■ Objective
Copy the data precisely, character for character, and leave out every picture.

=-=-=-=-=

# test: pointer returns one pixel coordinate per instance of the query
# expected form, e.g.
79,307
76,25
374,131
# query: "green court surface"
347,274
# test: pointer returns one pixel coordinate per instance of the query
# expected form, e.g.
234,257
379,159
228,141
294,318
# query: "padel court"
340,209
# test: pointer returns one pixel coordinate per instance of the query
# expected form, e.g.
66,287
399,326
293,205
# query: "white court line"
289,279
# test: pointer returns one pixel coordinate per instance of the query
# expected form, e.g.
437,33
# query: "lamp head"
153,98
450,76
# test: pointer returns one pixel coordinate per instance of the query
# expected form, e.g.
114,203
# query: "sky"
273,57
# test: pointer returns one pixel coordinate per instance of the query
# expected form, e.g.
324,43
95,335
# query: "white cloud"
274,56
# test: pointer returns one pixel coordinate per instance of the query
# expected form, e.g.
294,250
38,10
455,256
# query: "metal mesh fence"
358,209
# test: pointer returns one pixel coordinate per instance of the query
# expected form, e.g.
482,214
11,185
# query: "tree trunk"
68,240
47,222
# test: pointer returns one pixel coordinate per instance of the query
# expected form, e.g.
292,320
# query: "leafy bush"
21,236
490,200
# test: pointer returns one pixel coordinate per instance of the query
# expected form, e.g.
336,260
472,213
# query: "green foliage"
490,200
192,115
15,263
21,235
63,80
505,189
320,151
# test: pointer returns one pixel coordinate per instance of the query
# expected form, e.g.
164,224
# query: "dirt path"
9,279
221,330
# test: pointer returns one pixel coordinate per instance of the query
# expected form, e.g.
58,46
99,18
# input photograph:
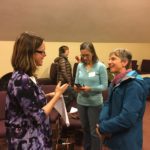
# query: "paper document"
73,110
61,108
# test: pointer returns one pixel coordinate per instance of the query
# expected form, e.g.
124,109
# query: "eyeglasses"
85,55
41,52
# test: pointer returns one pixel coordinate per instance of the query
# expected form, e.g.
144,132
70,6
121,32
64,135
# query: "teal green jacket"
96,78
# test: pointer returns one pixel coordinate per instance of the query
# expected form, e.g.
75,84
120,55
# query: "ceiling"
110,21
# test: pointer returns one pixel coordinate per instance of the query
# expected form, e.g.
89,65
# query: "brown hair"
24,48
90,47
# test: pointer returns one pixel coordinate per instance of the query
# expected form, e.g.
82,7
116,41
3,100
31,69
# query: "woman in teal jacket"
120,121
92,76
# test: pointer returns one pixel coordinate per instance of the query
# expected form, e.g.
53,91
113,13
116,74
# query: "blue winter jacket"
122,114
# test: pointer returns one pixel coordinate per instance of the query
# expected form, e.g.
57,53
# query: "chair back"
2,104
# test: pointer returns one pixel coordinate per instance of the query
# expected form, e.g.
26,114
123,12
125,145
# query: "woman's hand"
85,88
50,94
60,89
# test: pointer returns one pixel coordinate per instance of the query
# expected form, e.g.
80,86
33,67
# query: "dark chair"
54,115
147,84
74,70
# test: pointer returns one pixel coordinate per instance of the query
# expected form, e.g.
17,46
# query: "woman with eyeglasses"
120,121
91,79
27,110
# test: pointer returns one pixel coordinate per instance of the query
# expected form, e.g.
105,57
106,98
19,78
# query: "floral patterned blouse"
27,127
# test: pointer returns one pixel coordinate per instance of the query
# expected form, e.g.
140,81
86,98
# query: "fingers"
59,83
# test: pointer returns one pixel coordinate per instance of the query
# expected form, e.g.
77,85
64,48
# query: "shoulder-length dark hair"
24,48
90,47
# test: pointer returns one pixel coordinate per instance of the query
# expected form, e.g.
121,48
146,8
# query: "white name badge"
92,74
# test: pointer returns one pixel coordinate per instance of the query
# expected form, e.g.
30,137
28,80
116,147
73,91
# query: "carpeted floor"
146,132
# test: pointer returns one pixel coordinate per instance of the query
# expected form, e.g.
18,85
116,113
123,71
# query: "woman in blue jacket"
120,121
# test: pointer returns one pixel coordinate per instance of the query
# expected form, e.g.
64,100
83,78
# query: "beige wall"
139,50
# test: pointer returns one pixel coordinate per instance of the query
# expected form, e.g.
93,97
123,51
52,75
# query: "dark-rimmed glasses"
41,52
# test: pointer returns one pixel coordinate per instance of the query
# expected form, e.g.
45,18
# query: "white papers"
73,110
61,108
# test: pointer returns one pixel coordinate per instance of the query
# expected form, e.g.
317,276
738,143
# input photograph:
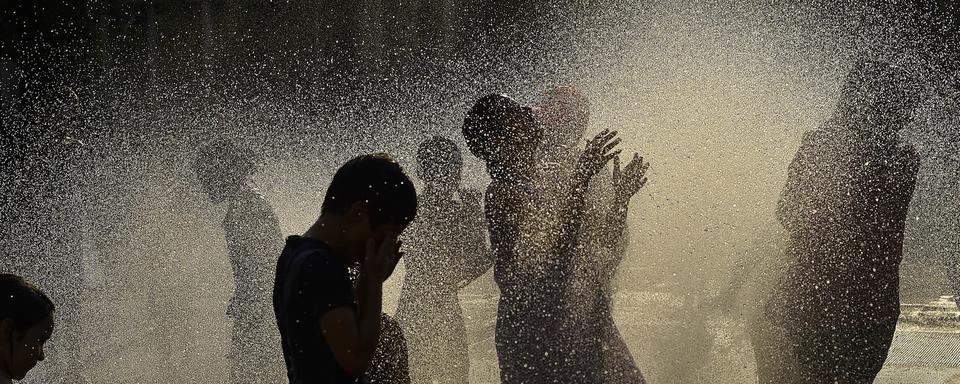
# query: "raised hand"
596,155
380,262
627,182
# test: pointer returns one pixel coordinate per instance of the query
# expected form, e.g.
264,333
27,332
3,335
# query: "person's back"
307,274
329,329
848,248
446,251
844,207
530,344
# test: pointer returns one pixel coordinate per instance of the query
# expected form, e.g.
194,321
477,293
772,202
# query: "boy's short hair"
487,125
22,302
438,156
380,181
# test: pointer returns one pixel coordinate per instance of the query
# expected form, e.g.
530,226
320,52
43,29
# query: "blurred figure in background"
832,316
532,346
447,251
253,243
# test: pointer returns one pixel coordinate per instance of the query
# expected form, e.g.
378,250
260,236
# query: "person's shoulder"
313,255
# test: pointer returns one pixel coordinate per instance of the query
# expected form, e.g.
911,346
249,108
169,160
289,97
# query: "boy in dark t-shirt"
329,329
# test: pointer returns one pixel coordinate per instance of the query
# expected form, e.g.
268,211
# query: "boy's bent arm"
353,336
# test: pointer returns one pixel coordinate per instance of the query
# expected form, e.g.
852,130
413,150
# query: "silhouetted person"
843,206
389,364
253,241
330,331
446,251
26,323
532,277
601,352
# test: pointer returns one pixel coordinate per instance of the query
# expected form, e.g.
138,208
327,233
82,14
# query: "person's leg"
863,353
618,363
256,356
774,352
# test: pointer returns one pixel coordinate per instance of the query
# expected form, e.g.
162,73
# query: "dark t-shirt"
310,281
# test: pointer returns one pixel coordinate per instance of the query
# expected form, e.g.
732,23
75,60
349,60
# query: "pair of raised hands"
598,153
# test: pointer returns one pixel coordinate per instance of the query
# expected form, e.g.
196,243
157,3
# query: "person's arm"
353,336
626,183
479,258
596,155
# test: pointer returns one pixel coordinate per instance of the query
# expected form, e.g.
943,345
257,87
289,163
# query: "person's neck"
330,230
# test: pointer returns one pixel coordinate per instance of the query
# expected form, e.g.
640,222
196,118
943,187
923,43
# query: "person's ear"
359,211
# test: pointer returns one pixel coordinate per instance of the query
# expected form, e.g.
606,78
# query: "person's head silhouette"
26,323
503,134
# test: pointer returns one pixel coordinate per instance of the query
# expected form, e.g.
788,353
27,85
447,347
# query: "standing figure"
447,252
531,346
333,329
253,243
832,316
564,114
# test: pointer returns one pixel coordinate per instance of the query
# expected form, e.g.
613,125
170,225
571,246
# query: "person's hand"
380,262
627,182
596,155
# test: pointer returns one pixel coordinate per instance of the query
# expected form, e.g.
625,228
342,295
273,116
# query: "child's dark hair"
226,158
487,123
438,156
378,180
22,302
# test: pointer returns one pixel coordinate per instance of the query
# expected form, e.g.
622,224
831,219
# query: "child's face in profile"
27,348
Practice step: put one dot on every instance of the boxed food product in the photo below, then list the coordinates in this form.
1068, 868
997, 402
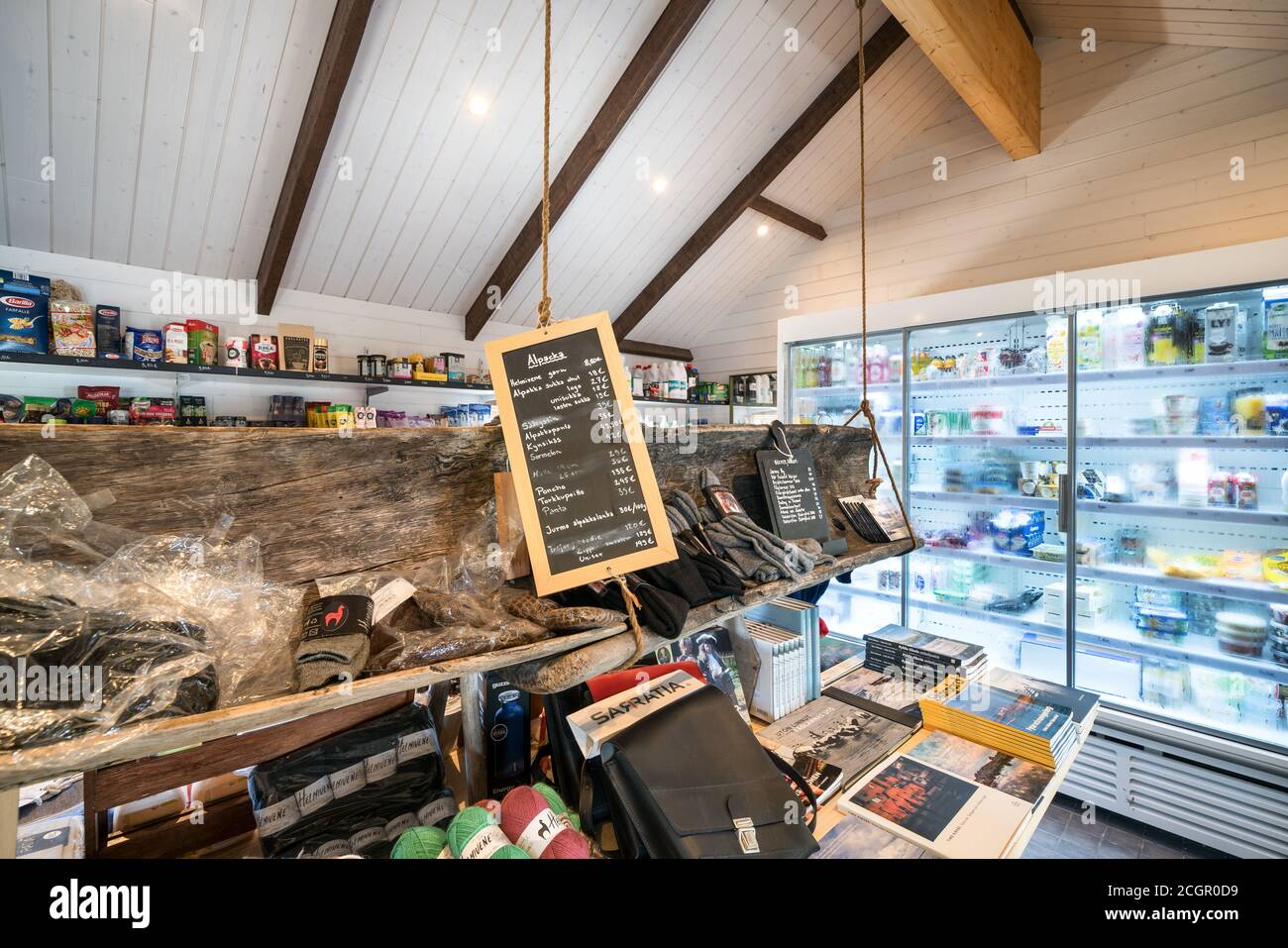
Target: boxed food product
296, 352
263, 352
1018, 531
202, 343
24, 313
104, 397
12, 408
153, 411
192, 411
235, 352
143, 346
107, 331
176, 343
71, 325
37, 408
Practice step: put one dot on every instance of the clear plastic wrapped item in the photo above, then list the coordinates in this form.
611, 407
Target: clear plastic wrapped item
101, 627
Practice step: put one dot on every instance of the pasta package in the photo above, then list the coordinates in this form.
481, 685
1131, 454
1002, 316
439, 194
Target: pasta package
71, 326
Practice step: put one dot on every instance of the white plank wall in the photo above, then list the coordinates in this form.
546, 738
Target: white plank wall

=-=-=-=-=

■ Solution to this exercise
# test: pointer returns one pixel coordinate per instance of the query
# expected form, e.g.
79,307
76,25
374,131
# query: "green court surface"
347,274
# test: pointer returns one pixel coordinate per instance of the query
# expected form, e.g.
234,257
379,159
228,141
294,318
# query: "padel court"
340,209
# test: pointer returns one pixel coordinate per instance of the query
# expected form, e.g.
66,287
399,326
293,205
# query: "white court line"
289,279
# test: pointer returns one pixel coordinate per instance of the query
# expected form, e.g.
437,33
# query: "lamp head"
153,98
450,76
# test: pointer returns one pixel coordinate per instance of the query
# expected form, e.g.
114,203
# query: "sky"
273,57
# test: pointer returns one pixel coordinate per instance of the query
# expected form, e.g.
324,43
95,335
# query: "white cloud"
274,56
# test: pointer returns one pixel coordinate per instance of the query
# expected form, e.g.
294,250
38,10
455,256
# query: "metal mesh fence"
358,209
# test: pointer returns one pixel coordinate per instance of the query
# expected form, e.g.
482,214
11,185
# query: "tree trunk"
68,240
47,222
# test: pointer returns one pixel coordinate per instance of the query
# expected form, e.g.
292,320
# query: "leafy bush"
21,236
490,200
# test: pointer returns one pixel coordinate per instance of the query
# expected form, e.g.
336,260
472,213
# query: "green foliage"
490,200
192,115
15,263
21,235
63,80
505,189
320,151
# test: pointer returns one pixel coordinate per instance of the query
# expected form, e.g.
164,224
# query: "dirt path"
9,279
221,330
# test: pointer returns one pixel coordinate per instance of the query
# expected form, e.g.
58,46
99,18
# input photograph:
# query: "paper document"
73,110
61,108
# test: pointer returns one pixel coordinate per instance of the query
# expected form, e.g.
124,109
# query: "eyeglasses"
85,55
41,52
# test: pointer returns one pixel coordinate per instance of the query
# expected form, e.g.
144,132
70,6
121,32
64,135
# query: "teal green jacket"
96,78
# test: pointer returns one pixel coordinate per instance of the query
# expected form, e.g.
75,84
120,55
# query: "ceiling"
110,21
# test: pointer returns one pixel coordinate per instance of the query
# expected form, e.g.
89,65
# query: "brown hair"
24,48
90,47
# test: pointer returns one pixel coordinate per instance of the query
# expected form, e.g.
82,7
116,41
3,100
31,69
# query: "woman in teal jacket"
120,121
92,76
# test: pointer returns one pixel coordinate per instance of the query
# expected form, e.g.
53,91
113,13
116,74
# query: "blue winter jacket"
122,114
# test: pointer returns one pixel coordinate per instance of the query
# expected form, e.g.
57,53
# query: "chair back"
2,104
# test: pointer returns one pixel coordinate per instance of the query
# expected form, e.g.
26,114
123,12
125,145
# query: "woman's hand"
85,88
50,94
60,89
# test: pointer returns one pixel coordinate per instance of the query
# expected form, e.g.
80,86
33,67
# query: "dark chair"
54,115
147,84
74,70
# test: pointer returns one pixel coordinate per instance of the query
# expected form, e.g.
17,46
# query: "woman with eyeglasses"
120,121
91,79
27,110
# test: pointer returns one pixel coordinate per instance of the query
# expected form, e.g.
105,57
106,98
19,78
# query: "floral patterned blouse"
27,127
# test: pointer returns one pixel coordinate per instance of the query
# expected form, e.g.
140,81
86,98
# query: "fingers"
59,83
# test: pointer returns one pixel coordinate per instance of the query
# expected form, e.g.
77,85
64,48
# query: "shoulder-length dark hair"
24,48
90,47
# test: pointer returns one pixel coordinate per instance of the query
# expected form, e.g.
121,48
146,8
# query: "white name badge"
92,74
# test: pointer returns one pixel coordinate per instance of the query
# expected form, e.g.
30,137
28,80
116,147
73,91
# query: "carpeted floor"
146,132
# test: pointer returns one pixel coordinate per instance of the query
# expected form, e.g.
18,85
116,113
123,71
# query: "woman in blue jacket"
120,121
# test: pointer returns one pixel coordinate per instance of the query
# expected form, e.g.
64,100
83,78
# query: "beige wall"
139,50
# test: pointer returns one pixel coordinate per instance of the query
# expected form, e.g.
93,97
123,51
52,75
# query: "dark-rimmed glasses"
41,52
# test: pointer returns one pixel coordinate per instance of the query
# expected form, e.g.
45,18
# query: "white papers"
73,110
61,108
# test: pointer returns one pixel coordinate per instance of the query
# expected form, e.g.
317,276
738,143
# input photograph:
# query: "raised hand"
596,155
380,262
627,182
# test: pointer returns one pixel coordinate per instance of the query
# expected form, e.g.
264,333
27,332
3,335
# query: "person's back"
307,274
329,329
848,248
446,251
844,207
530,344
# test: pointer returns one pixel coordinate per instance of the query
# expected form, e.g.
194,321
477,293
772,202
# query: "boy's short hair"
487,125
22,302
438,156
380,181
# test: pointer returns one pixel coordinate per instance of the query
# expected form, e.g.
530,226
320,52
43,29
# query: "blurred figure in background"
832,316
532,346
447,251
253,243
# test: pointer returns one pixel coordinate per instance of the query
# expected form, e.g.
378,250
260,236
# query: "person's shoulder"
313,255
# test: pointer returns one pixel coordinate per instance of the query
# expected form, e.g.
911,346
249,108
169,160
289,97
# query: "boy in dark t-shirt"
329,329
# test: pointer returns one pixel coordinate per instance of the query
# expected form, e.g.
268,211
# query: "boy's bent arm"
353,336
# test: pointer returns one pixel coordinate per instance of the query
# expected form, e.g.
852,130
413,150
# query: "silhouetted person"
843,206
389,364
253,241
330,331
446,251
26,323
532,277
601,352
# test: pointer returns one pixel coordinate per instance of the query
# expected form, e.g.
138,208
327,233
82,14
# query: "person's leg"
863,353
618,363
256,356
774,352
# test: pointer returns one pixel coordinate per instance of the query
# expected form, e.g.
162,73
# query: "dark t-shirt"
310,281
# test: pointer returns one pixel coordinate per instance of the query
# expected form, e.g.
732,23
75,60
349,60
# query: "pair of raised hands"
598,153
# test: pointer returns one pixel coordinate per instance of the query
# expected form, e.g.
196,243
157,3
# query: "person's arm"
353,336
626,183
479,258
596,155
# test: pointer returns one pixel coordinate per instance of the query
# expected form, e.g.
943,345
257,87
289,163
# query: "person's neck"
330,230
# test: pointer returns one pixel coordinate per instance of the query
# expected form, e.g.
640,222
196,118
943,187
923,43
# query: "person's ear"
359,211
# test: pointer returns one pixel coordinate per instance of the query
# expected form, e.g.
606,78
# query: "person's head silhouette"
26,323
503,134
# test: pointer returns one pixel coordinate per instance of the query
# expected form, e.g.
788,353
27,85
447,347
# query: "standing figure"
447,252
531,346
333,329
253,243
832,316
564,114
# test: pointer returns one pixel coordinate per instance of the query
# expected form, e.g.
613,125
170,225
571,246
# query: "person's hand"
380,262
627,182
596,155
# test: pointer returns one pixel coordinate per instance of the query
# expected form, e.g.
625,228
342,295
273,116
# query: "child's dark hair"
226,158
487,123
438,156
378,180
22,302
# test: pointer returns one pixel coordinate per instance of the query
# expected form, e.g.
622,224
831,219
# query: "child's face in profile"
27,348
Practice step: put one dot on every instance of the boxed food product in the photo below, then list the coordinates in this form.
1068, 868
997, 402
Target: boxed food product
296, 352
263, 352
1018, 531
202, 343
24, 313
104, 397
12, 408
153, 411
192, 411
235, 352
143, 346
107, 331
176, 343
71, 325
37, 408
Practice step: put one dot on every instance of the clear plastic wrapped item in the photo above, then list the coordinates in this form.
611, 407
Target: clear plastic wrapped item
101, 627
Practice step: put one dot on every instance of the pasta package in the photo above, then list the coordinates in this form.
481, 685
1131, 454
1002, 316
439, 194
Target: pasta package
71, 326
Practice step: put one dot on every instance of the white plank wall in the photo above, then list the coordinates in this form.
546, 738
Target: white plank wall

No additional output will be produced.